Set down every record below exactly as written, but leave out the pictures.

Region pointing data
'''

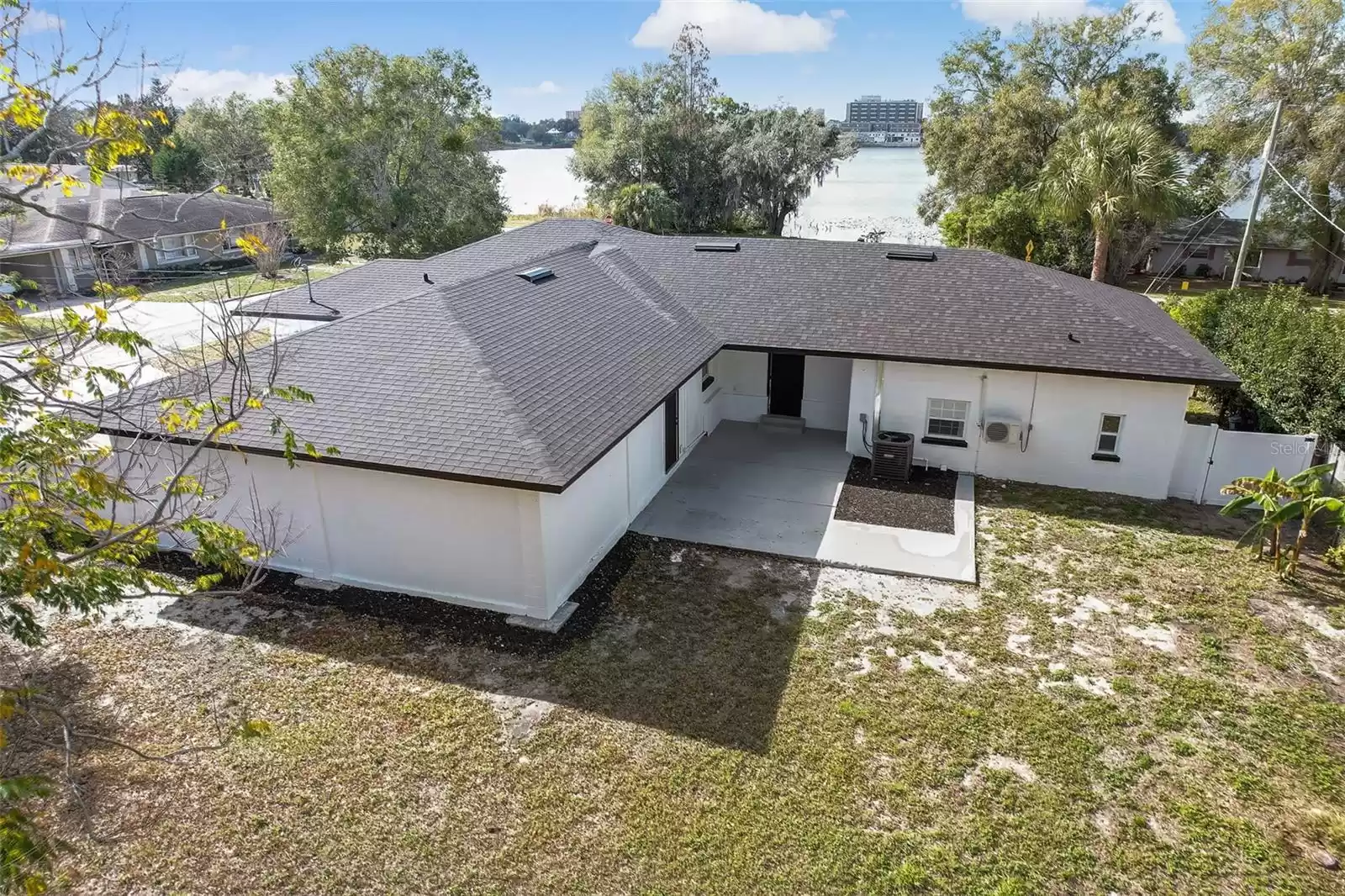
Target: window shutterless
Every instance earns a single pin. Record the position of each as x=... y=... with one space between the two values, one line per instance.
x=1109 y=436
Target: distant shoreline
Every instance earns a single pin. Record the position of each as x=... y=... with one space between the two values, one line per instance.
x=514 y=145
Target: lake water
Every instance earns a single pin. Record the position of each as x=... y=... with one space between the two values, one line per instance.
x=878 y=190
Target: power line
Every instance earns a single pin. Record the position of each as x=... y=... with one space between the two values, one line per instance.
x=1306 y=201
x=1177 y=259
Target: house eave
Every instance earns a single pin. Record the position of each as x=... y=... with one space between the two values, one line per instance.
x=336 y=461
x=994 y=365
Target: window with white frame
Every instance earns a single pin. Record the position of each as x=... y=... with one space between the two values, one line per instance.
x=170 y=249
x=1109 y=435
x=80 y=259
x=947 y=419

'''

» **FINISHED EXERCISE**:
Target: window shutterless
Every instance earns a single pin. Record the position of each as x=... y=... with one space between the two values, one line per instance.
x=1109 y=436
Target: distant shoreline
Every instance earns a single pin. Record the position of each as x=... y=... with one space between the two values, one line per instance.
x=514 y=145
Target: lake water
Every instance earns a single pin. Record the position of each as x=... y=... with one space between the two values, one line per instance.
x=878 y=190
Target: power line
Every instance earns a single pin. Record the position of each as x=... y=... with one space between the two values, one line per instance.
x=1306 y=201
x=1177 y=259
Target: house eave
Every instance earns a single pin. Record the position of each as x=... y=... with one space between the two values, one line per instance.
x=336 y=461
x=994 y=365
Target: window with white frame
Every instance earns a single pin. Record the position of each as x=... y=... with one space between the two values, one line per instance.
x=170 y=249
x=1109 y=435
x=80 y=259
x=947 y=419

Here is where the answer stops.